Copy verbatim the rows that begin with the line containing "Query: bare twig" and end with the line containing "Mark the region of every instance of the bare", including both of those lines.

---------- INFORMATION GIVEN

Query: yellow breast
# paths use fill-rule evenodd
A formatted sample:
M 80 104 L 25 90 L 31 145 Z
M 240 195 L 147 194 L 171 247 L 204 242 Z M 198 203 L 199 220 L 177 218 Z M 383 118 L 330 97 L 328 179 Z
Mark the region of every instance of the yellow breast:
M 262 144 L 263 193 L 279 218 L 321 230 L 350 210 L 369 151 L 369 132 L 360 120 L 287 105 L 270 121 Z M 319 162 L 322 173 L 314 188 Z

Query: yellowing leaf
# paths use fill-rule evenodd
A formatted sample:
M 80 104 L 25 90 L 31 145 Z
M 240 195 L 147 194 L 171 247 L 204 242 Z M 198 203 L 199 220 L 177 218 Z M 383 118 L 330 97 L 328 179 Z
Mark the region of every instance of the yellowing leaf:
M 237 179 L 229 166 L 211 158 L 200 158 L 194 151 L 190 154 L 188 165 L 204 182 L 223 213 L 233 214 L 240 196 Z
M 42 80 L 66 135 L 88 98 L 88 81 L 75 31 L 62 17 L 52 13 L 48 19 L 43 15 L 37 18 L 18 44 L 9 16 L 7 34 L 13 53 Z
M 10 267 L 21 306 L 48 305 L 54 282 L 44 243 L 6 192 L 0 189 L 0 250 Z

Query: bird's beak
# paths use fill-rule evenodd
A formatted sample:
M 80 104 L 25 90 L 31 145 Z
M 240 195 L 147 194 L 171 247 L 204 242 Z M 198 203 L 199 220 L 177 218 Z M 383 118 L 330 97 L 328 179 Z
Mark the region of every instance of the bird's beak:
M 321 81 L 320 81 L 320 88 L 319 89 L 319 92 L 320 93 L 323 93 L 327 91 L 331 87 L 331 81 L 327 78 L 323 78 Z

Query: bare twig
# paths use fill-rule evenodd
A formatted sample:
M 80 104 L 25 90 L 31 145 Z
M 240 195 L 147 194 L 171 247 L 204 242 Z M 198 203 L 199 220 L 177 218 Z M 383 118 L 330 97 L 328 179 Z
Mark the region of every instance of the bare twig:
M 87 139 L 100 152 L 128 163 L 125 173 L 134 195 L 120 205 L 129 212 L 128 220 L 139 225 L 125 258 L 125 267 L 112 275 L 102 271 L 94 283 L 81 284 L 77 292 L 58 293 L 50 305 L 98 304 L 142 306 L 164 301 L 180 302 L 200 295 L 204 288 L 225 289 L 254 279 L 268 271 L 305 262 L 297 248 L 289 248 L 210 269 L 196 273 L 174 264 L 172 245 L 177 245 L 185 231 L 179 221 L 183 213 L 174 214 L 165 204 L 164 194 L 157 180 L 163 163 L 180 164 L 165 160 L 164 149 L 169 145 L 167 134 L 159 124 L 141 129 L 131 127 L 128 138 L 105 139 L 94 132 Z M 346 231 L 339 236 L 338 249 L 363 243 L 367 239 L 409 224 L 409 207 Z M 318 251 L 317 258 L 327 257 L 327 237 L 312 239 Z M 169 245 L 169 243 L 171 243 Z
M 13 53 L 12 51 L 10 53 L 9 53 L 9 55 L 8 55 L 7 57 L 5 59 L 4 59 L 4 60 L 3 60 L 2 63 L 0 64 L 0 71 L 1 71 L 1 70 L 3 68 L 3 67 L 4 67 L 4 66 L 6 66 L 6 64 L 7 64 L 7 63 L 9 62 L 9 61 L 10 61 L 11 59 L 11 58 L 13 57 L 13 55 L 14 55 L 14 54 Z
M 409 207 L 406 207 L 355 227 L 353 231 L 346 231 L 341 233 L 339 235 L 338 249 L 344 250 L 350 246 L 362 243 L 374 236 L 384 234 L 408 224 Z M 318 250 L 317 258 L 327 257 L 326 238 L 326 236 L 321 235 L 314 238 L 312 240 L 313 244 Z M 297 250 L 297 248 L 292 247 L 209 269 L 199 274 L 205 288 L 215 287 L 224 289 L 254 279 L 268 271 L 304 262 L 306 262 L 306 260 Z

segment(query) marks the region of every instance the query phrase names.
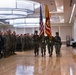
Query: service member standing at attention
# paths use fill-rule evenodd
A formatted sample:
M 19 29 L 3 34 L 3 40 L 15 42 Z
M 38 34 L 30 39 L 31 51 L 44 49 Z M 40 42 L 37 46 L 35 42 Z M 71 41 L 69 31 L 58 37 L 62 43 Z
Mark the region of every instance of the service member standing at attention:
M 34 53 L 35 56 L 39 55 L 39 35 L 38 35 L 38 31 L 35 31 L 34 36 L 33 36 L 33 40 L 34 40 Z
M 45 54 L 46 54 L 46 39 L 45 39 L 45 36 L 42 36 L 42 38 L 41 38 L 41 54 L 42 54 L 42 57 L 43 57 L 43 55 L 45 56 Z
M 61 38 L 59 36 L 59 33 L 56 32 L 56 36 L 55 36 L 55 49 L 56 49 L 56 56 L 60 56 L 60 48 L 61 48 Z

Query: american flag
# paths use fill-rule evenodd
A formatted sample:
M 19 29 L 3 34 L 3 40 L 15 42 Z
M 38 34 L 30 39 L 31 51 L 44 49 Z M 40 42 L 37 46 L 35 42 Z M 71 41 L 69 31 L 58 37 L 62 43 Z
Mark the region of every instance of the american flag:
M 42 17 L 42 9 L 40 5 L 40 26 L 39 26 L 39 36 L 42 37 L 44 35 L 44 25 L 43 25 L 43 17 Z

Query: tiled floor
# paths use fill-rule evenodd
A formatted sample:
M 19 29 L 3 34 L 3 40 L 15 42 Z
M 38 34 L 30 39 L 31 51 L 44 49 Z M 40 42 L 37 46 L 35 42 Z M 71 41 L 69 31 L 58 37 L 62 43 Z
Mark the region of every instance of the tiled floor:
M 33 50 L 17 52 L 0 59 L 0 75 L 76 75 L 76 60 L 71 47 L 62 46 L 61 57 L 34 57 Z

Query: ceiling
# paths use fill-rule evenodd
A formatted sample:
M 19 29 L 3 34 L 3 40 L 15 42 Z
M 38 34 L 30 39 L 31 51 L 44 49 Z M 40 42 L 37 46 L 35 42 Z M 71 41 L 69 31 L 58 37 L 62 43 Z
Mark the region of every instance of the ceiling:
M 49 7 L 51 14 L 51 23 L 69 23 L 73 0 L 33 0 L 42 5 L 43 17 L 45 17 L 45 4 Z M 33 15 L 29 17 L 39 17 L 39 9 L 36 9 Z
M 50 17 L 51 17 L 52 24 L 54 24 L 54 23 L 55 24 L 56 23 L 69 23 L 70 17 L 72 17 L 70 23 L 73 23 L 75 20 L 75 17 L 76 17 L 76 14 L 75 14 L 76 13 L 76 6 L 74 9 L 73 15 L 71 16 L 72 10 L 73 10 L 73 5 L 76 3 L 75 0 L 22 0 L 22 1 L 35 1 L 35 2 L 40 3 L 42 6 L 43 18 L 45 18 L 45 5 L 47 4 L 48 8 L 49 8 L 49 13 L 51 15 Z M 25 3 L 25 6 L 26 6 L 26 3 Z M 21 11 L 21 10 L 18 10 L 18 11 Z M 13 10 L 13 12 L 14 12 L 14 10 Z M 32 14 L 30 14 L 30 12 L 32 12 Z M 14 13 L 15 13 L 15 15 L 21 15 L 18 18 L 39 18 L 40 8 L 36 8 L 32 11 L 28 11 L 25 14 L 24 14 L 24 12 L 22 12 L 22 14 L 18 13 L 16 10 Z M 28 16 L 26 16 L 26 14 L 28 14 Z M 0 23 L 2 23 L 2 20 L 5 20 L 5 19 L 7 19 L 7 18 L 4 18 L 4 16 L 1 15 L 0 16 L 0 21 L 1 21 Z M 10 20 L 11 18 L 8 18 L 8 19 Z

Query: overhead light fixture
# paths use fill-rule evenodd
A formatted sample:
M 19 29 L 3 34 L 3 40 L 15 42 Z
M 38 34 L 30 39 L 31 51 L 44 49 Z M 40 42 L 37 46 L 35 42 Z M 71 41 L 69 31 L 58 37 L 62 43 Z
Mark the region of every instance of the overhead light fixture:
M 72 9 L 72 13 L 71 13 L 71 17 L 70 17 L 69 23 L 71 23 L 71 21 L 72 21 L 72 17 L 73 17 L 73 14 L 74 14 L 75 6 L 76 6 L 76 4 L 73 5 L 73 9 Z

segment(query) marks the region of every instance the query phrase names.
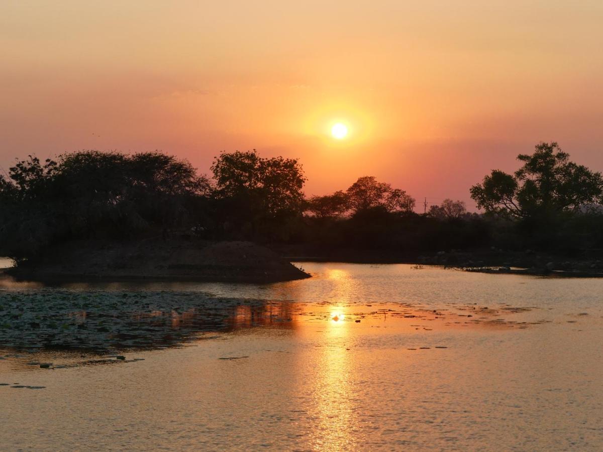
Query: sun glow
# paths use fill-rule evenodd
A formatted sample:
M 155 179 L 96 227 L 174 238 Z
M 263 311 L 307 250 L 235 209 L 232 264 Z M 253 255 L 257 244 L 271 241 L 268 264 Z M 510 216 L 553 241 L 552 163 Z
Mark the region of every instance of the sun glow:
M 338 122 L 331 128 L 331 135 L 338 140 L 343 140 L 347 136 L 347 126 Z
M 346 315 L 340 311 L 336 311 L 331 313 L 331 320 L 334 322 L 338 322 L 346 318 Z

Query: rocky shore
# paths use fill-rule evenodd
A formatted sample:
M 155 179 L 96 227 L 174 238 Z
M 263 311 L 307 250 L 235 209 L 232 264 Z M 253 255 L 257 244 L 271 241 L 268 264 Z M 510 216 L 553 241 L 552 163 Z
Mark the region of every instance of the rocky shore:
M 473 252 L 451 250 L 421 256 L 419 263 L 443 265 L 466 271 L 538 276 L 603 277 L 603 260 L 592 256 L 568 257 L 531 250 L 510 251 L 492 248 Z
M 248 242 L 78 241 L 4 270 L 17 280 L 272 283 L 310 275 Z

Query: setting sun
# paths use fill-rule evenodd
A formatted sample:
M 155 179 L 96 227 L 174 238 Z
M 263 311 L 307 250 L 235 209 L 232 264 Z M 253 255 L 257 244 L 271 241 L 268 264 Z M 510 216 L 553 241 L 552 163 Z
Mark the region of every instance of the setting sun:
M 342 124 L 341 122 L 338 122 L 331 128 L 331 134 L 333 138 L 336 138 L 338 140 L 343 140 L 347 136 L 347 126 L 345 124 Z

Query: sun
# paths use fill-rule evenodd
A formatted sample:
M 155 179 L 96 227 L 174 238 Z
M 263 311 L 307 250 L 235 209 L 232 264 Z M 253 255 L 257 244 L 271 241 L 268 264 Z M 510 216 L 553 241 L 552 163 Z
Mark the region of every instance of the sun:
M 347 126 L 338 122 L 331 128 L 331 135 L 337 140 L 343 140 L 347 136 Z

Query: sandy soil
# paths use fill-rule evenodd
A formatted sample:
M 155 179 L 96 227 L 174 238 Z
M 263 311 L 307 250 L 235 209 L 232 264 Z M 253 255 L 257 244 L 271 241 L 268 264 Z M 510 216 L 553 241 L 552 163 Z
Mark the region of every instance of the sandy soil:
M 248 242 L 75 242 L 5 271 L 21 279 L 149 279 L 269 283 L 309 277 Z

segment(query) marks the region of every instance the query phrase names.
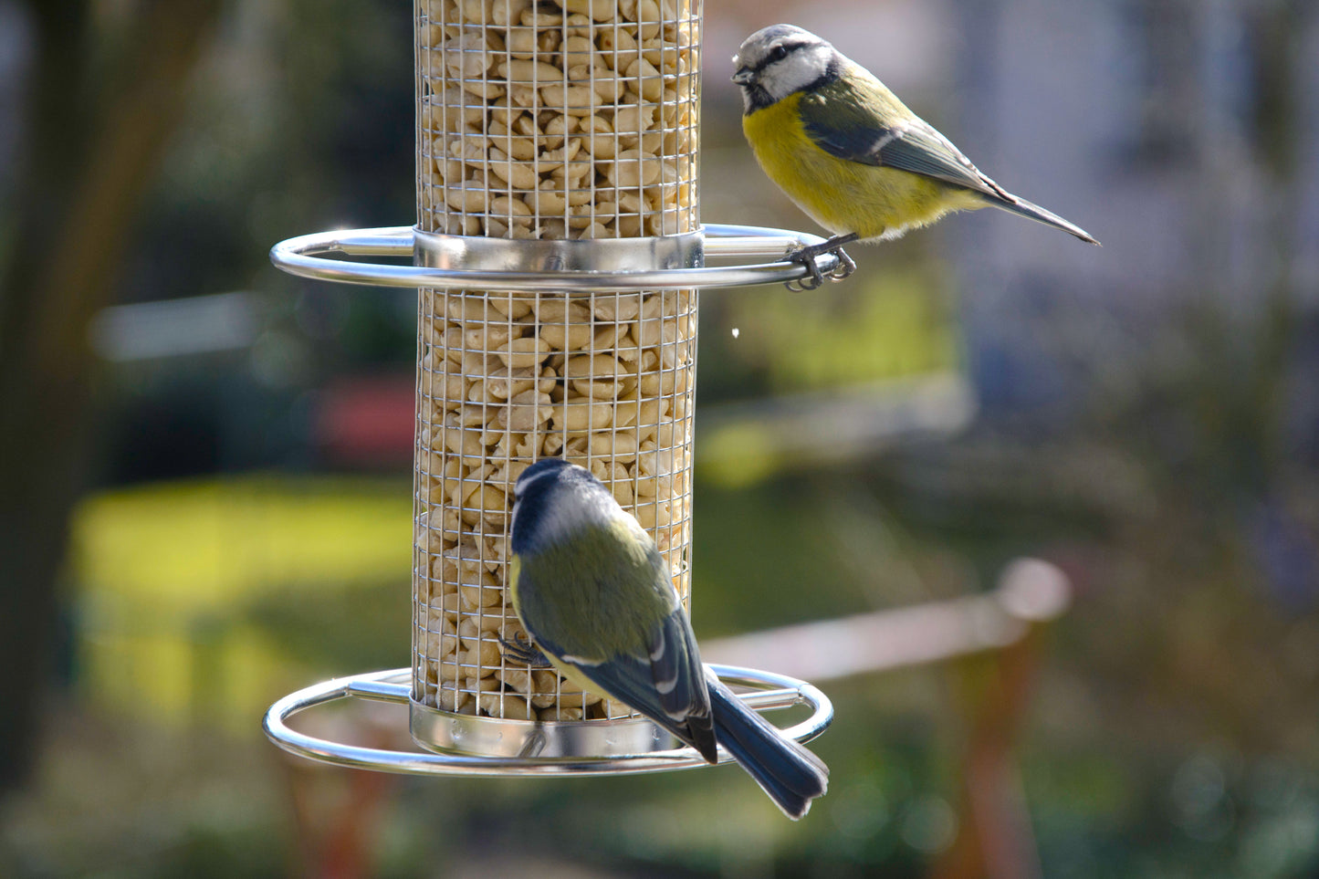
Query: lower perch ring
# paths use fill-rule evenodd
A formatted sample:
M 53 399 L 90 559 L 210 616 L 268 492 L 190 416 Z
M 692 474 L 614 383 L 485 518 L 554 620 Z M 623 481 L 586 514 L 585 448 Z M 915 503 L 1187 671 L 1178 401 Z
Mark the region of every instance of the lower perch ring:
M 809 706 L 811 717 L 782 730 L 797 742 L 810 742 L 834 719 L 828 697 L 805 681 L 732 665 L 710 664 L 710 668 L 725 684 L 756 688 L 739 698 L 757 710 Z M 682 746 L 646 719 L 550 722 L 454 714 L 413 701 L 410 681 L 412 669 L 406 668 L 324 681 L 277 701 L 261 727 L 290 754 L 401 775 L 640 775 L 708 765 L 694 748 Z M 348 698 L 410 705 L 414 740 L 425 740 L 435 751 L 388 751 L 331 742 L 298 732 L 286 723 L 299 711 Z M 442 742 L 450 747 L 442 747 Z M 731 759 L 719 750 L 720 763 Z

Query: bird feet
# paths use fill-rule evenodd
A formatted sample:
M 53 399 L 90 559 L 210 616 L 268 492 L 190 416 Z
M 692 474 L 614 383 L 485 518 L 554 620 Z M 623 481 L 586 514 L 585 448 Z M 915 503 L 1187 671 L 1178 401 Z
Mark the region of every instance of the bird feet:
M 513 640 L 508 640 L 503 635 L 500 635 L 499 643 L 500 647 L 504 648 L 504 655 L 508 656 L 514 663 L 521 663 L 528 668 L 554 668 L 554 664 L 545 657 L 545 653 L 541 652 L 541 648 L 538 648 L 536 644 L 526 640 L 525 637 L 514 637 Z
M 799 251 L 793 251 L 791 253 L 787 255 L 786 259 L 790 263 L 801 263 L 802 265 L 806 267 L 806 271 L 810 272 L 810 275 L 807 275 L 799 281 L 787 281 L 783 286 L 786 286 L 789 290 L 793 290 L 794 293 L 801 290 L 819 289 L 819 286 L 824 282 L 826 276 L 823 272 L 820 272 L 819 267 L 815 264 L 815 257 L 822 256 L 824 253 L 832 253 L 834 256 L 838 257 L 838 265 L 835 265 L 834 271 L 828 273 L 828 280 L 842 281 L 843 278 L 848 277 L 852 272 L 856 271 L 856 263 L 853 263 L 852 257 L 847 255 L 847 251 L 843 249 L 843 245 L 851 244 L 856 239 L 857 239 L 856 232 L 849 232 L 847 235 L 835 235 L 827 242 L 813 244 L 811 247 L 803 247 Z

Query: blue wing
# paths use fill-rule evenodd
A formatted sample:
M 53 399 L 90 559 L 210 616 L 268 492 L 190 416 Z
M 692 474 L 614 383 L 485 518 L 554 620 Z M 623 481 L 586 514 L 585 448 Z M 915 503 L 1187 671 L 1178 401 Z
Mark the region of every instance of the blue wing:
M 640 564 L 613 553 L 565 550 L 550 564 L 520 565 L 517 611 L 526 634 L 545 653 L 714 762 L 704 667 L 663 558 L 653 548 Z M 595 564 L 587 569 L 582 558 Z
M 995 198 L 1009 197 L 922 119 L 905 112 L 901 121 L 881 123 L 897 116 L 892 107 L 901 104 L 877 88 L 882 86 L 839 84 L 802 98 L 799 112 L 807 136 L 824 152 L 847 161 L 896 168 Z M 890 110 L 884 112 L 882 107 Z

--------------------

- [THE ANSWER]
Query: bare twig
# paths use fill-rule evenodd
A formatted sample:
M 80 104 L 25 90 L 31 145 Z
M 240 195 L 147 194 L 171 247 L 204 242 Z M 198 203 L 199 220 L 177 218 Z M 383 118 L 330 97 L 328 179 Z
Mark the region of every instance of the bare twig:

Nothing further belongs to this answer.